# Text provided start

Hindutva crossed yet another red line in India on October 3 when the state-owned Doordarshan news channel made a live broadcast, for the first time ever, of the Vijayadashami (Dussehra) address of a Rashtriya Swayamsevak Sangh chief. The speech, delivered annually from Nagpur, is meant to convey to swayamsevaks the Sangh’s thinking on current issues and define the RSS’s relationship with the Bharatiya Janata Party. It is thus an internal matter of the Sangh Parivar, patently lacking any value or relevance for the public.

Yet, DD rationalised Mohan Bhagwat’s broadcast on the ground that it is “newsworthy”. So did information minister Prakash Javadekar – while claiming his ministry didn’t order the broadcast. This is a red herring. DD and All-India Radio, like the Prasar Bharati Corporation under which they work, are nominally autonomous of the government, but their directors-general are appointed by the government while bypassing Prasar Bharati.

The crucial point is the Modi government’s culpability in giving publicity to an organisation that pushes a sectarian right-wing agenda, and routinely deploys hate speech and inflammatory statements. Doordarshan simply has no business to provide it a platform with the taxpayer’s money.

# Text provided end
# Provided data start

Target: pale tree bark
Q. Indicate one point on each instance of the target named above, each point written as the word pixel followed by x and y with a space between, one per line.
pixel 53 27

# Provided data end

> _Exercise instructions_
**1)** In the piece on Doordarshan's broadcast, from which city is the RSS chief's annual Vijayadashami speech delivered?
**2)** Please copy word for word a passage from the piece on Doordarshan's broadcast: begin at the words "Hindutva crossed yet" and stop after "for the public.".
**3)** Resume the piece on Doordarshan's broadcast from where it stops.

> _In response_
**1)** Nagpur.

**2)**
Hindutva crossed yet another red line in India on October 3 when the state-owned Doordarshan news channel made a live broadcast, for the first time ever, of the Vijayadashami (Dussehra) address of a Rashtriya Swayamsevak Sangh chief. The speech, delivered annually from Nagpur, is meant to convey to swayamsevaks the Sangh’s thinking on current issues and define the RSS’s relationship with the Bharatiya Janata Party. It is thus an internal matter of the Sangh Parivar, patently lacking any value or relevance for the public.

**3)**
This is an instance of naked Hindutva majoritarianism gone berserk. The RSS is not the ‘cultural’ organisation it claims to be. It is an intensely political organisation – and a militia with a secret society-like structure, whose leaders are never elected, always nominated. It is the ideological parent, political master and organisational gatekeeper of the BJP and the scores of fronts that jointly constitute the Sangh Parivar.

The RSS was banned by the government in February 1948 following Gandhi’s assassination by a Hindutva-inspired activist. The ground for the ban was the RSS’s involvement in violence and subversion, including ‘suborning’ the Indian state to Hindu-supremacism, and spreading communal ‘poison’, which “constituted a clear threat to the existence of the government and state…”, as the “final result” of which “the country had to suffer the sacrifice of the invaluable life of Gandhiji …”

The ban was lifted in July 1949 on condition that the RSS have a written constitution specifying, among other things, its respect for the Indian Tricolour – not the saffron flag the Sangh swears by – and its commitment to function as an open and peaceful organisation, and most important, to stay clear of party politics.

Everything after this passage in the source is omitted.